___ DOCUMENT EXTRACT

To simplify things further it will be assumed that \(m_1=m_2=1\) and \(l_1=l_2=1\)
in arbitrary units yielding the following two equations of motion of the double pendulum based on
(8) and
(9):
\[\begin{split}\begin{aligned}
\ddot{\varphi}_1&=-\frac{1}{2}\left[\ddot{\varphi}_2\cos(\varphi_1-\varphi_2)+\dot{\varphi}_2^2\sin(\varphi_1-\varphi_2)+2g\sin(\varphi_1)\right]\label{equ_dp_motion_1_final}\\
\ddot{\varphi}_2&=-\left[\ddot{\varphi_1}\cos(\varphi_1-\varphi_2)-\dot{\varphi}_1^2\sin(\varphi_1-\varphi_2)+g\sin(\varphi_2)\right]\label{equ_dp_motion_2_final}
\end{aligned}\end{split}\]
The implementation of equations
(10) and (11) is straightforward as shown in figures 2 and 3. Both circuits require
the functions \(\sin(\varphi_1-\varphi_2)\),
\(\cos(\varphi_1-\varphi_2)\), \(\sin(\varphi_1)\), and
\(\sin(\varphi_2)\), which are generated by three distinct
sub-circuits such as the one shown in figure 4. These circuits yield
sine and cosine of an angle based on the first time-derivative of this
angle, so the simulation is not limited to a finite range for the two
angles \(\varphi_1\) and \(\varphi_2\).

______

◆ **JOB 1**
In the stored items, turn the lines running from the line with "An <instance> block" to the line with "box: [140, 226, 151, 236]" into a JSON list of strings, one string per line and blank lines omitted. Include only those lines.
◆ **JOB 2**
Go on with the double pendulum simulation text from the point where it stops.

___ INPUT MATERIAL

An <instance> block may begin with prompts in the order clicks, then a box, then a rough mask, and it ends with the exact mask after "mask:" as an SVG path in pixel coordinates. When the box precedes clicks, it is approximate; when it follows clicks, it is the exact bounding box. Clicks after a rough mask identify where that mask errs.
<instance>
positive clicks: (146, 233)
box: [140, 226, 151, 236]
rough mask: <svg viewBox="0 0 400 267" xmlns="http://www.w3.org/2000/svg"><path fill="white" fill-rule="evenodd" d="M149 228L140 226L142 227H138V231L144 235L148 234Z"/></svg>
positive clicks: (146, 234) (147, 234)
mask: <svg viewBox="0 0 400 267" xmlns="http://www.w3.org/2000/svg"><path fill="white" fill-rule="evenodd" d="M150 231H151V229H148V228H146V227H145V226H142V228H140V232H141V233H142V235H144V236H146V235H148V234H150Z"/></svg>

______
___ INPUT MATERIAL

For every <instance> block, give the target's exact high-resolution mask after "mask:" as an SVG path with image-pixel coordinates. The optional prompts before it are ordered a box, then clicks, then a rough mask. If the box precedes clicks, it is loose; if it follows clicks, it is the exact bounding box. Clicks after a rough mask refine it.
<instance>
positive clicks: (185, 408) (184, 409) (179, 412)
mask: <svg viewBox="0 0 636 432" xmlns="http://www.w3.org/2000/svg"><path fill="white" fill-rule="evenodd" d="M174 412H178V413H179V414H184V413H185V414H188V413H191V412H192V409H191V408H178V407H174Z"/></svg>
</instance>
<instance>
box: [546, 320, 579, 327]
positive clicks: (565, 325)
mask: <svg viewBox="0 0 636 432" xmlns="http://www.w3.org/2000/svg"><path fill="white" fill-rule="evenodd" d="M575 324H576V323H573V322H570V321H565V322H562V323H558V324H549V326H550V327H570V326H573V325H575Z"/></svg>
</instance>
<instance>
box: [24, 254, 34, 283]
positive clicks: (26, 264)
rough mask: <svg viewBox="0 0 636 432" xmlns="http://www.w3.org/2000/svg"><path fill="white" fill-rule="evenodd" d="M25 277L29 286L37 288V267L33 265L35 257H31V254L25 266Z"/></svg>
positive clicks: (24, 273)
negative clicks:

______
___ INPUT MATERIAL

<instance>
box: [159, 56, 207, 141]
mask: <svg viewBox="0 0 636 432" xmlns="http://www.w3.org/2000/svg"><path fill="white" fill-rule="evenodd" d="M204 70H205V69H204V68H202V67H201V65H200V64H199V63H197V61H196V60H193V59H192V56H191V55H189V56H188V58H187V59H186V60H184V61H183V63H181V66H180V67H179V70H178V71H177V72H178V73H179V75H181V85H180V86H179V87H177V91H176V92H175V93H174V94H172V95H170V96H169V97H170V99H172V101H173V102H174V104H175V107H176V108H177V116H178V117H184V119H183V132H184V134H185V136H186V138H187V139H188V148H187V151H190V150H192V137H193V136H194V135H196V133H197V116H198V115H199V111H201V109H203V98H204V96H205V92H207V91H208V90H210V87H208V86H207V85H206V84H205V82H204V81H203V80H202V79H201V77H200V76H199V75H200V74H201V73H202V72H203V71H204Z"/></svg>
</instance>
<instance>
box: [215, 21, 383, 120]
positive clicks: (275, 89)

______

◆ **ANSWER SPACE 1**
[
  "An <instance> block may begin with prompts in the order clicks, then a box, then a rough mask, and it ends with the exact mask after \"mask:\" as an SVG path in pixel coordinates. When the box precedes clicks, it is approximate; when it follows clicks, it is the exact bounding box. Clicks after a rough mask identify where that mask errs.",
  "<instance>",
  "positive clicks: (146, 233)",
  "box: [140, 226, 151, 236]"
]

◆ **ANSWER SPACE 2**
It should be noted that each of the two integrators of each of these
three harmonic function generators has a potentiometer connected to its
respective initial value input. When a simulation run with given initial
values for \(\varphi_1(0)\) and \(\varphi_2(0)\) is to be
started, these potentiometers have to be set to
\(\cos(\varphi_1(0))\), \(\sin(\varphi_1(0))\) and
\(\cos(\varphi_2(0))\), \(\sin(\varphi_2(0))\), respectively.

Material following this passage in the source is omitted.